• Exercise details:
Drop every picture and copy exactly the lines from the one with "spot the white fascia" through the last line of the listing below.

• Input:
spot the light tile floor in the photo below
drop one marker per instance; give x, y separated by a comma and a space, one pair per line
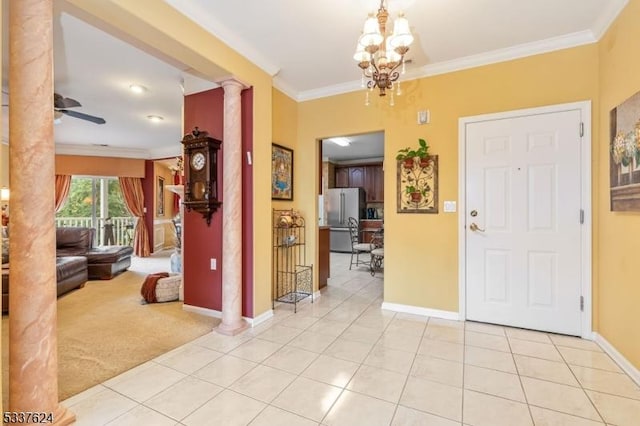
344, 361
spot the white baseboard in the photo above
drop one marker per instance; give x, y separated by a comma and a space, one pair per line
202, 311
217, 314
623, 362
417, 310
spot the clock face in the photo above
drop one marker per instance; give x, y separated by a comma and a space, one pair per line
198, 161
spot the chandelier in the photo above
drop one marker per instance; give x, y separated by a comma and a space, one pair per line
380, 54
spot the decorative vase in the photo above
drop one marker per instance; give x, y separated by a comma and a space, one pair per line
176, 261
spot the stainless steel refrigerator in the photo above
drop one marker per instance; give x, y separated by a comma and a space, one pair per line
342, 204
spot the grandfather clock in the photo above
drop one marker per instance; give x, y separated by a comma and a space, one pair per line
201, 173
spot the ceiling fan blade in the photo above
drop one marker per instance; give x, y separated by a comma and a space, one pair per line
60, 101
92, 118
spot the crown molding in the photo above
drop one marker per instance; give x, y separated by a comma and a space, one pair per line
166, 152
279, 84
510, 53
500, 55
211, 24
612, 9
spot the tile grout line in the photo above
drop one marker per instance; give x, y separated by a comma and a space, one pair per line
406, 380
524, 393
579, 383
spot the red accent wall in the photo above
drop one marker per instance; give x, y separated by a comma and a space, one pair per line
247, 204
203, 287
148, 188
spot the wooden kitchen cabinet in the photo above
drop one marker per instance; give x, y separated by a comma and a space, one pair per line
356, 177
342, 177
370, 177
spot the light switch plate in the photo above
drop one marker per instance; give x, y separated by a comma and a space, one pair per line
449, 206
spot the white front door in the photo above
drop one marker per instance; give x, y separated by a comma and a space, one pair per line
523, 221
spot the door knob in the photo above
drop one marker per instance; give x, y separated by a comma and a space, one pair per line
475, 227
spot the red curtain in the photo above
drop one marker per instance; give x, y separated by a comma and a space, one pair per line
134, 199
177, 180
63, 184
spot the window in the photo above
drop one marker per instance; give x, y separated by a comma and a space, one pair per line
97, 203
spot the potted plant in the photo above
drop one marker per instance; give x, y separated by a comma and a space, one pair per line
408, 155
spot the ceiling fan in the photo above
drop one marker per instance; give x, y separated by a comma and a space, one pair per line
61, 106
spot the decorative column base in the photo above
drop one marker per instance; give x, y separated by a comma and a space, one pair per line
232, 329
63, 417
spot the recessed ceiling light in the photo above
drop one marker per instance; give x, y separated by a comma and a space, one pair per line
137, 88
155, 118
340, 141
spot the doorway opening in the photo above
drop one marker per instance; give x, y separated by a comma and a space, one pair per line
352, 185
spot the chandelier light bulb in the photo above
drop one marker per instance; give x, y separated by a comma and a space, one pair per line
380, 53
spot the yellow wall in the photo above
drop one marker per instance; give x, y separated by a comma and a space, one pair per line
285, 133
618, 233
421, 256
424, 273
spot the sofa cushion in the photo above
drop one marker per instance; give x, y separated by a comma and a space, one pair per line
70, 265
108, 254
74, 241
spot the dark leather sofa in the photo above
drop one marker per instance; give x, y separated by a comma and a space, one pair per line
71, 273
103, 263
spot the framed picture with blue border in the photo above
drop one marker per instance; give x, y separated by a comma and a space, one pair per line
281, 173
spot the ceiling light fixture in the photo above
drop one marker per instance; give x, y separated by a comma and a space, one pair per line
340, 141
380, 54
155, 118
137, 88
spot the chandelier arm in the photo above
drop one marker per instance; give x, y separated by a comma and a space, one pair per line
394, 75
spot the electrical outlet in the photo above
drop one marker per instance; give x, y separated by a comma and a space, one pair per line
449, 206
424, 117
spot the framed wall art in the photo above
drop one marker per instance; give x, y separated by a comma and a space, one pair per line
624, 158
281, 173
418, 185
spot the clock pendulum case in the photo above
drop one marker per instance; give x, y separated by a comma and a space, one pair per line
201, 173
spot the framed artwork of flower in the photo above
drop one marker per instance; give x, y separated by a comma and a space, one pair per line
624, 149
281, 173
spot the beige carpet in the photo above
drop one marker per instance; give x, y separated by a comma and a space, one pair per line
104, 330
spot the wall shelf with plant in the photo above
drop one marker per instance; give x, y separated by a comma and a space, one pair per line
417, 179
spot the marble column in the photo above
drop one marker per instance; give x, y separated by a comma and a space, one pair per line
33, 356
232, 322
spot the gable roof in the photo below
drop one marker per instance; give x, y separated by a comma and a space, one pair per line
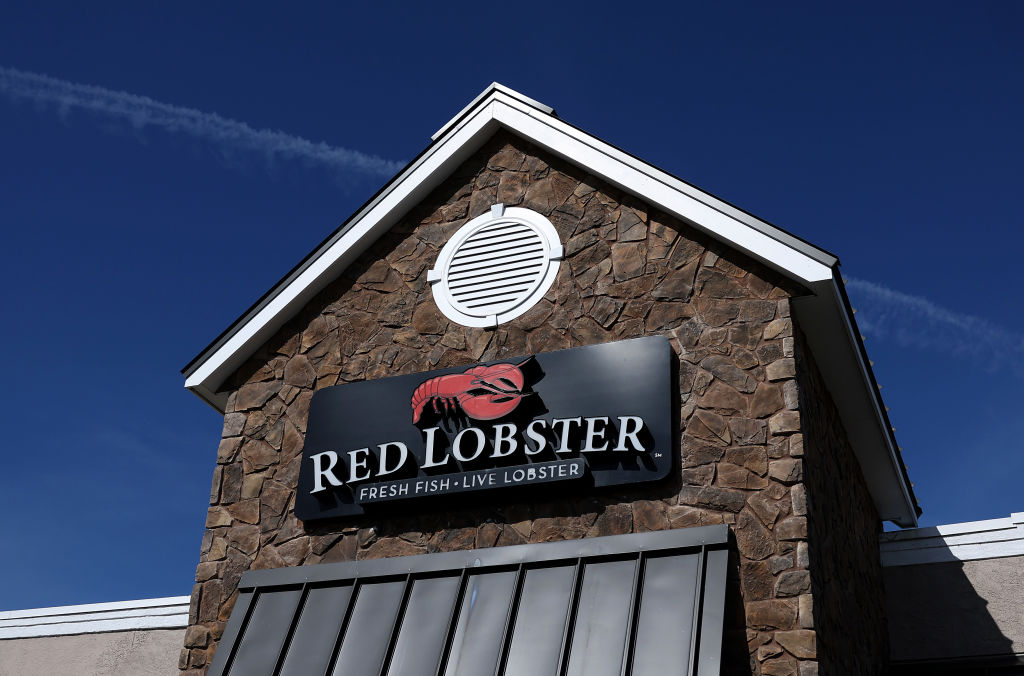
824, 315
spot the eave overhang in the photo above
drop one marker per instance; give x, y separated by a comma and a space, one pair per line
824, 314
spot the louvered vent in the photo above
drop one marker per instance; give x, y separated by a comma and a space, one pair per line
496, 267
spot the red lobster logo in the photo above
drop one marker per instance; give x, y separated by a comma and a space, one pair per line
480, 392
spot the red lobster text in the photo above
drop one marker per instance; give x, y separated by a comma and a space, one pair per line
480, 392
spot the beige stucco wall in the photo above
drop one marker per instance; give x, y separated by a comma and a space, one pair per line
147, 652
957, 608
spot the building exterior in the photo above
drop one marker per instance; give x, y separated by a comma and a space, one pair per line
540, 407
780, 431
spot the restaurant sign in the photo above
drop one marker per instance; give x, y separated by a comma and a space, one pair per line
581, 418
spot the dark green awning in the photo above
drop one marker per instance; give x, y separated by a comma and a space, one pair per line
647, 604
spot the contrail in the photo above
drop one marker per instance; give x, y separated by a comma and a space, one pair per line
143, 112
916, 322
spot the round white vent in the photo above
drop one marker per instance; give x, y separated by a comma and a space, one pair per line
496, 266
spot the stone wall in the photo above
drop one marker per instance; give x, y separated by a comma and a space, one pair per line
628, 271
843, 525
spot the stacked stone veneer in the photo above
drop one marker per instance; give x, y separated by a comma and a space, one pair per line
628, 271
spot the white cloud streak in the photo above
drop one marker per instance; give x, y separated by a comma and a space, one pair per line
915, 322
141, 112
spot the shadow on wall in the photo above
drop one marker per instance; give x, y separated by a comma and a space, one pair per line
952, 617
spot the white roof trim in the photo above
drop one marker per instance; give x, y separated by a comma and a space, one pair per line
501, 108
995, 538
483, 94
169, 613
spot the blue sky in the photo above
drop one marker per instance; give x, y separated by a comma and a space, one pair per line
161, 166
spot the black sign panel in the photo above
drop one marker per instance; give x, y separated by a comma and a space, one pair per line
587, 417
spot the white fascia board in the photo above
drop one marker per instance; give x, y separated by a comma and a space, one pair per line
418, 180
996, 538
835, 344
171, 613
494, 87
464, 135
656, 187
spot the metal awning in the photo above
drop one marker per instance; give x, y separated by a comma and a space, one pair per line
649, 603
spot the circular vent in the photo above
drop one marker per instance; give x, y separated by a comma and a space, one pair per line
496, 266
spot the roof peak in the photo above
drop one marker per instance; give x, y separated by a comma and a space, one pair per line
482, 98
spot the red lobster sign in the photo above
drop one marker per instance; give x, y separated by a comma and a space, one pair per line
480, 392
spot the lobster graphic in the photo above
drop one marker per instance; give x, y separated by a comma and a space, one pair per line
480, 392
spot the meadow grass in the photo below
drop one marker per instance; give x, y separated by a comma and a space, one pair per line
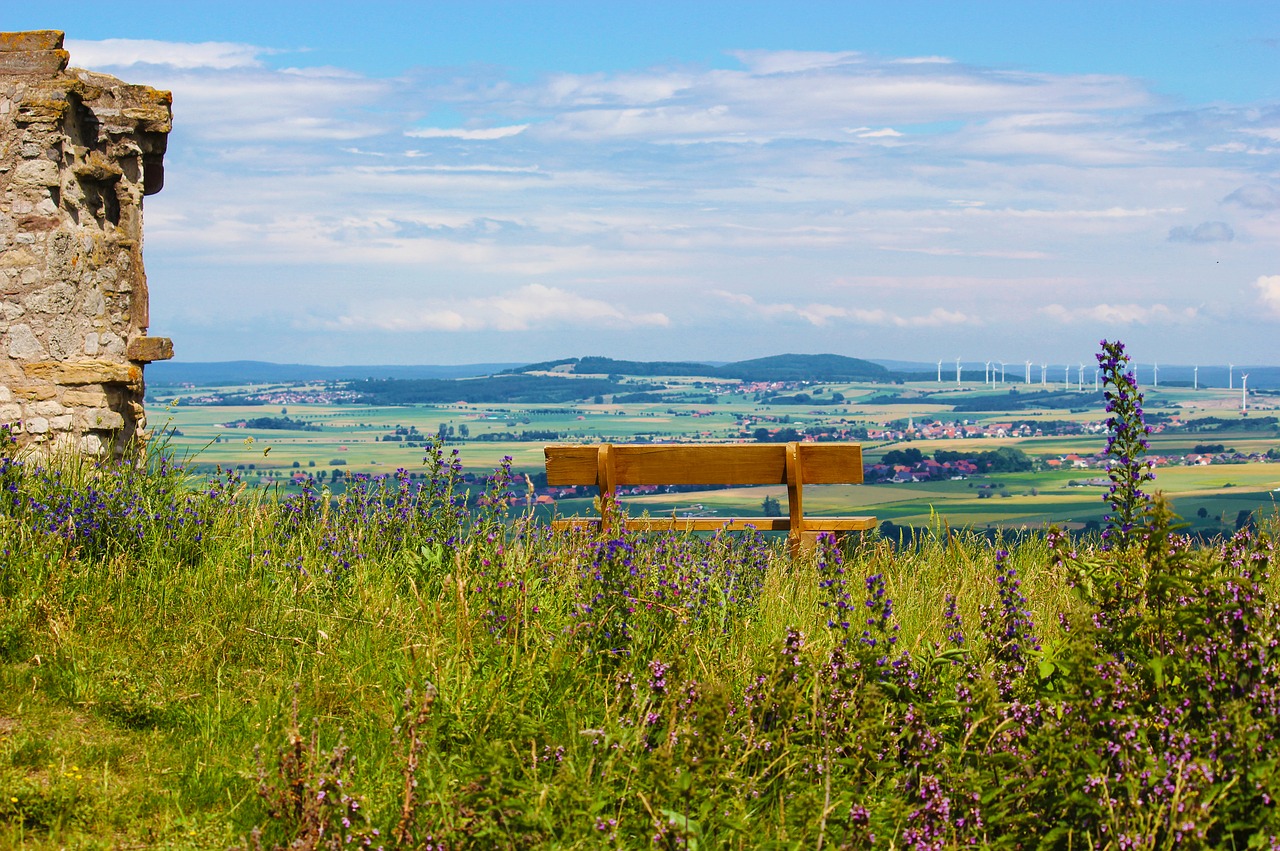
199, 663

• Written solution:
spot the white fascia board in the photo above
drop one marker per instance; give x, y separated by a comma and a space, one pair per line
418, 180
996, 538
835, 344
171, 613
494, 87
464, 135
656, 187
spot the metal awning in the photo above
drop one marker per instance; give x, y separated by a comma and a space, one pair per line
649, 603
spot the circular vent in the photo above
drop one marker per instance; give x, y separated by a comma and a space, one pair per line
496, 266
spot the roof peak in the photo above
drop one marker per instance; give x, y separated by a comma and a space, one pair per line
482, 98
spot the red lobster sign in the photo above
drop one marker per instance; give x, y separated by a comma and a space, one pair per line
480, 392
spot the lobster graphic in the photo above
drop one marker per instance; give x, y separated by a comma and a space, one pair per line
480, 392
spot the meadow grass in the photo below
drop one marker per instance; give x, y separated by a comma and a space, one pair per line
199, 663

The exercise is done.